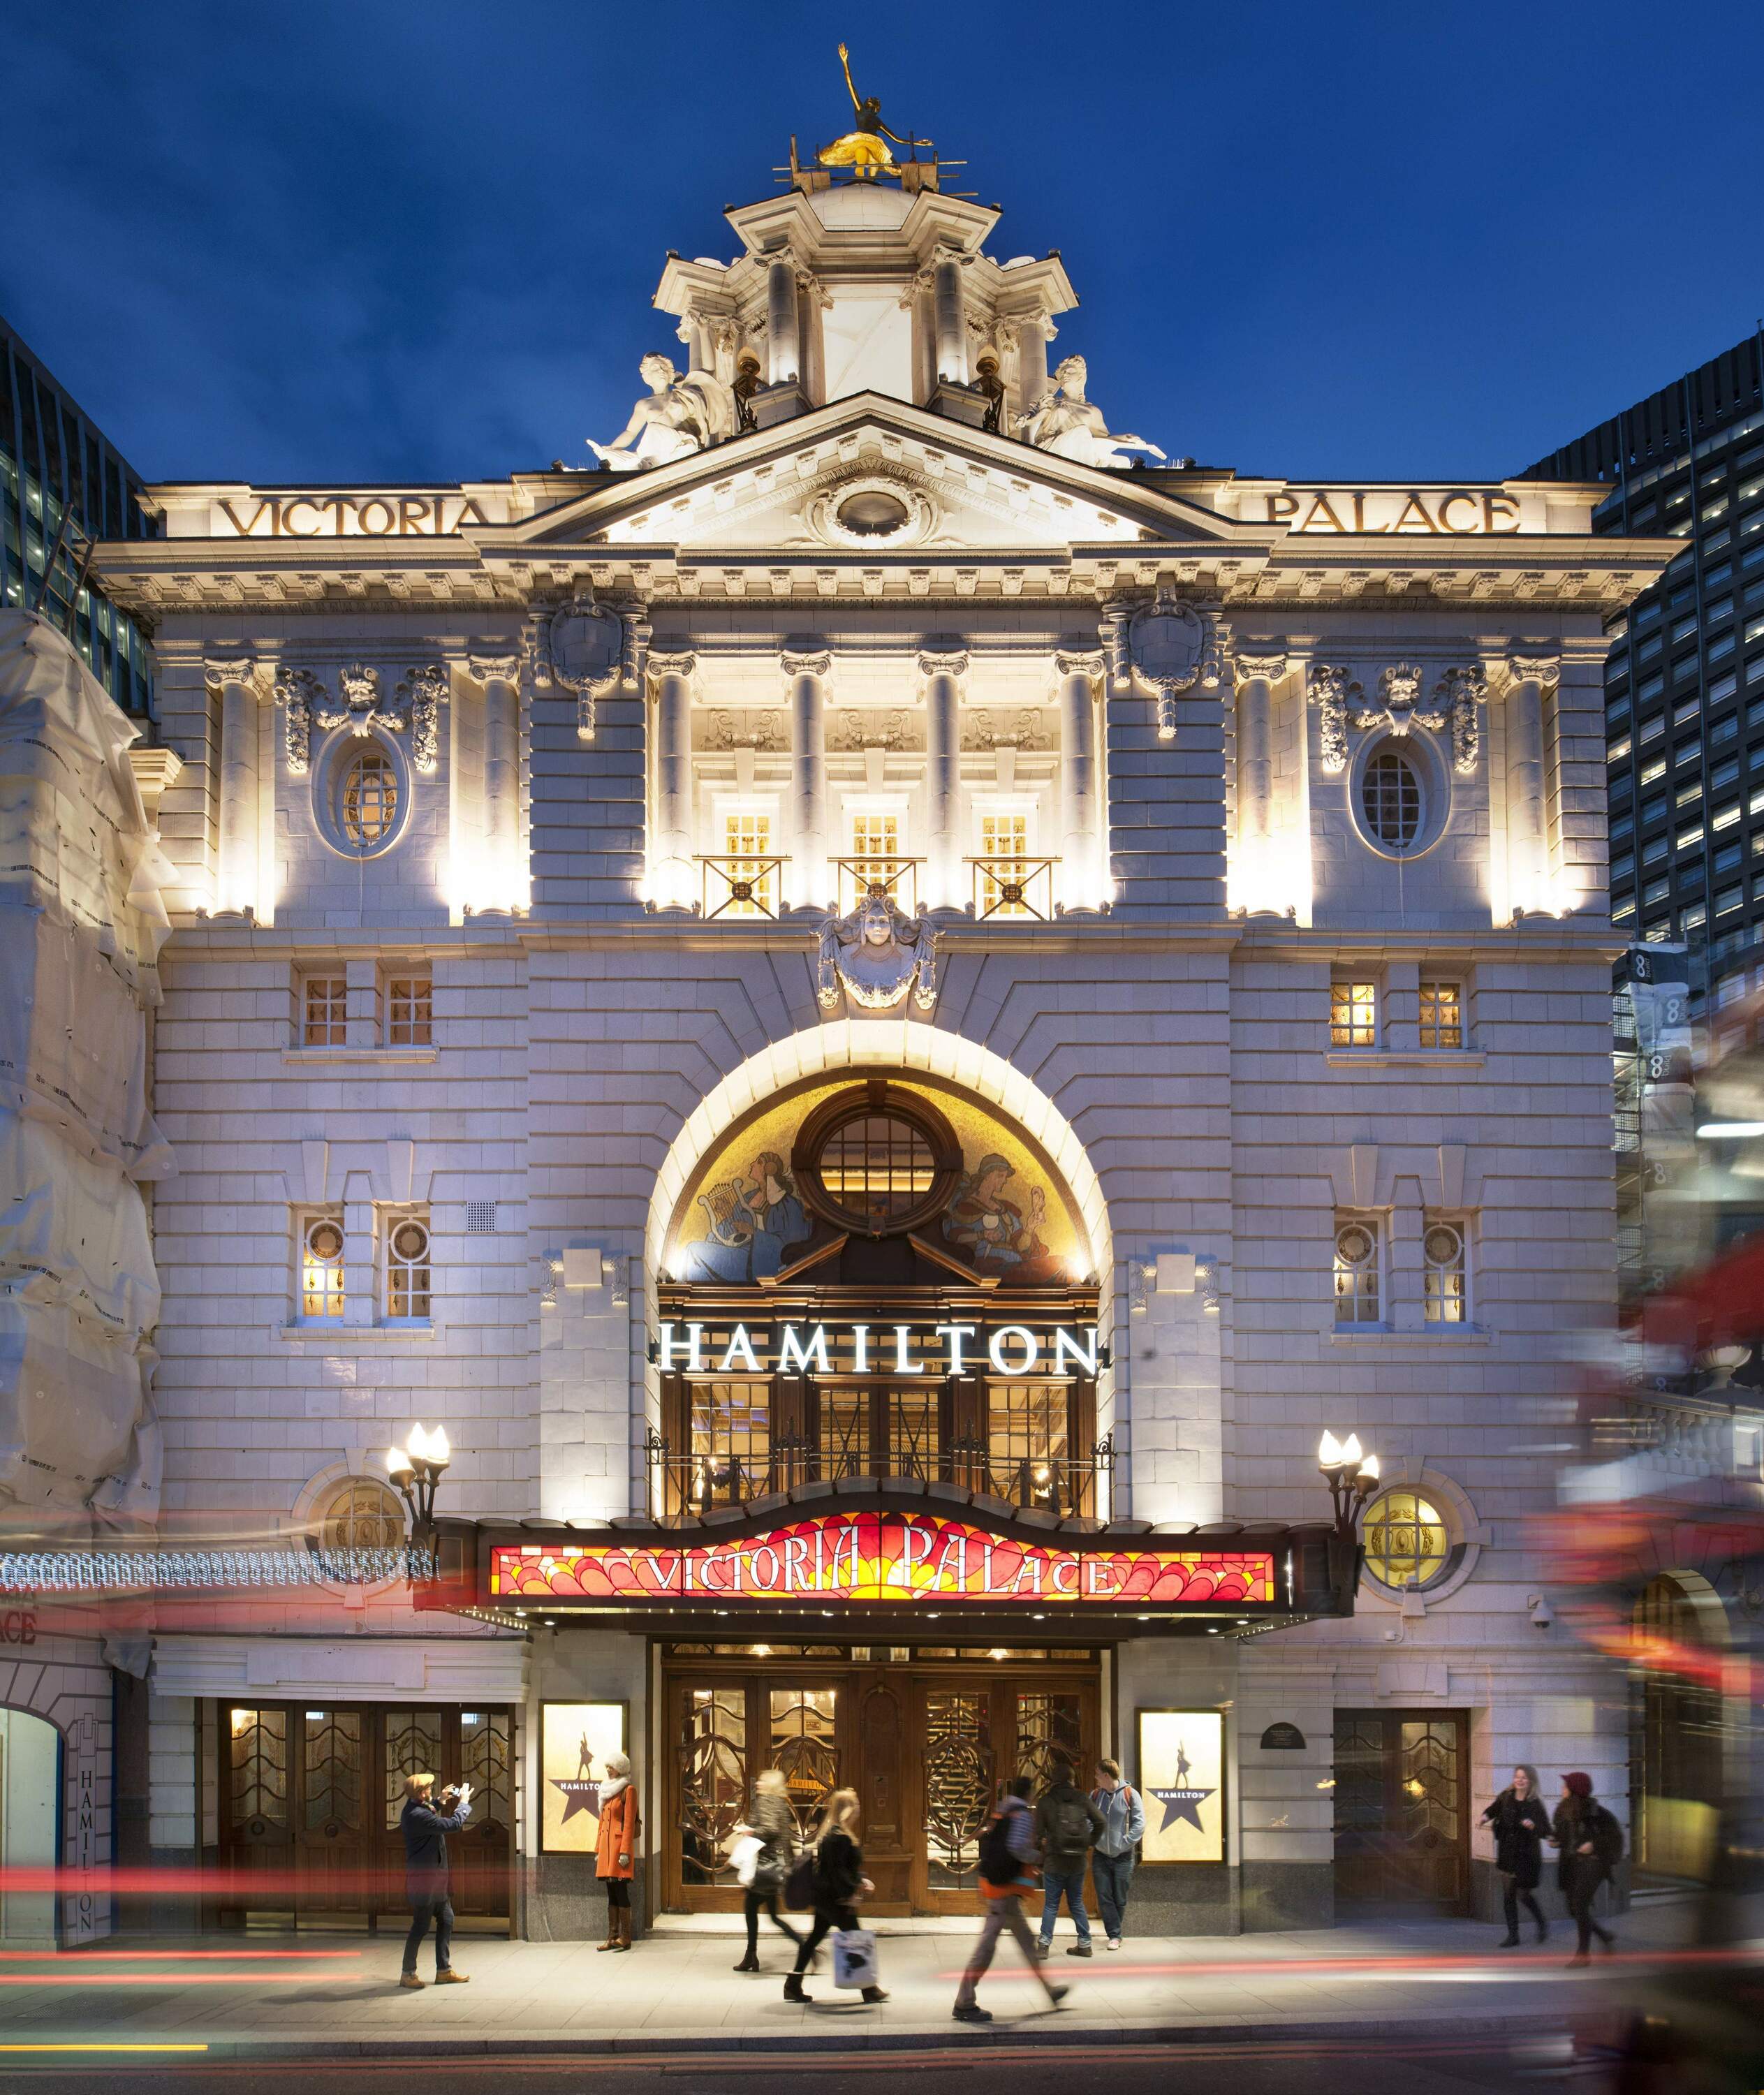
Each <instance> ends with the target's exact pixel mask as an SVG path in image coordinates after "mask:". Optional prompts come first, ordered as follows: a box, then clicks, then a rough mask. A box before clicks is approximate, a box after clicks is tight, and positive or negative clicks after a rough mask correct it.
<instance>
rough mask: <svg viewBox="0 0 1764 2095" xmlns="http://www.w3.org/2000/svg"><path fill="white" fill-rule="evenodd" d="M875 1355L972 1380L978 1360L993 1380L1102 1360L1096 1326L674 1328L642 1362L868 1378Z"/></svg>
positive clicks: (914, 1365)
mask: <svg viewBox="0 0 1764 2095" xmlns="http://www.w3.org/2000/svg"><path fill="white" fill-rule="evenodd" d="M872 1351H880V1355H882V1360H884V1362H886V1372H888V1374H972V1372H974V1366H976V1364H978V1358H980V1355H985V1360H987V1364H989V1366H991V1370H993V1374H1035V1372H1037V1370H1041V1372H1045V1374H1096V1372H1098V1364H1102V1360H1104V1355H1102V1351H1100V1347H1098V1343H1096V1324H1058V1326H1054V1330H1041V1332H1035V1330H1031V1328H1029V1326H1027V1324H999V1326H997V1330H991V1332H987V1335H985V1337H983V1332H980V1326H978V1324H932V1326H928V1328H926V1326H916V1324H882V1326H876V1324H779V1326H777V1337H775V1339H773V1337H771V1330H769V1328H767V1326H748V1324H719V1326H714V1328H712V1326H710V1324H679V1322H664V1324H658V1326H656V1343H654V1345H652V1347H649V1355H652V1360H654V1362H656V1366H658V1368H662V1372H664V1374H679V1372H685V1374H735V1372H744V1374H765V1372H767V1370H769V1368H771V1370H775V1372H777V1374H840V1372H846V1370H848V1372H851V1374H869V1372H872Z"/></svg>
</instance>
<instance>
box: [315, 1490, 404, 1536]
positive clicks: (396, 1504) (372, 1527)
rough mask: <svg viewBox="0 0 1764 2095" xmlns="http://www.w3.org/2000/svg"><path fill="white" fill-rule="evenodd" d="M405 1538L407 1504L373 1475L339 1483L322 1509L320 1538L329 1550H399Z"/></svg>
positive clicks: (320, 1525) (320, 1521)
mask: <svg viewBox="0 0 1764 2095" xmlns="http://www.w3.org/2000/svg"><path fill="white" fill-rule="evenodd" d="M402 1540H404V1508H402V1506H400V1504H398V1500H396V1496H394V1494H392V1492H390V1490H388V1487H385V1485H383V1483H379V1481H377V1479H373V1477H350V1481H348V1483H339V1485H337V1490H335V1492H331V1496H329V1498H327V1500H325V1504H323V1508H321V1513H318V1542H321V1546H323V1548H327V1550H396V1548H398V1544H400V1542H402Z"/></svg>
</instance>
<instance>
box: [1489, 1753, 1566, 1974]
mask: <svg viewBox="0 0 1764 2095" xmlns="http://www.w3.org/2000/svg"><path fill="white" fill-rule="evenodd" d="M1483 1825H1485V1827H1494V1867H1496V1869H1498V1871H1500V1909H1502V1913H1504V1915H1506V1936H1504V1940H1502V1944H1500V1948H1504V1950H1511V1948H1517V1946H1519V1909H1521V1904H1523V1906H1525V1911H1527V1913H1529V1915H1531V1919H1534V1921H1536V1923H1538V1940H1540V1942H1548V1940H1550V1923H1548V1921H1546V1919H1544V1909H1542V1906H1540V1904H1538V1900H1536V1898H1534V1896H1531V1894H1534V1892H1536V1890H1538V1879H1540V1877H1542V1873H1544V1842H1546V1839H1548V1837H1550V1814H1548V1810H1546V1808H1544V1800H1542V1795H1540V1793H1538V1770H1536V1768H1527V1766H1525V1764H1523V1762H1521V1764H1519V1766H1517V1768H1515V1770H1513V1781H1511V1785H1508V1787H1506V1789H1502V1791H1500V1795H1498V1798H1496V1800H1494V1804H1490V1808H1487V1810H1485V1812H1483Z"/></svg>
.....
### To do
Only the lines that lie between the start of the listing and the line containing "1355L972 1380L978 1360L993", both included, belong in the answer; write them out exactly and omit pictures.

### Answer to this problem
Each <instance> ends with the target's exact pixel mask as an SVG path in image coordinates after "mask:". Optional prompts come first, ordered as follows: a box, then clicks, then a rough mask. A box before clicks is approximate, a box after clicks is tight, and positive or negative clicks after a rough mask correct it.
<instance>
rough mask: <svg viewBox="0 0 1764 2095" xmlns="http://www.w3.org/2000/svg"><path fill="white" fill-rule="evenodd" d="M875 1355L972 1380L978 1360L993 1380L1102 1360L1096 1326L674 1328L642 1362L868 1378Z"/></svg>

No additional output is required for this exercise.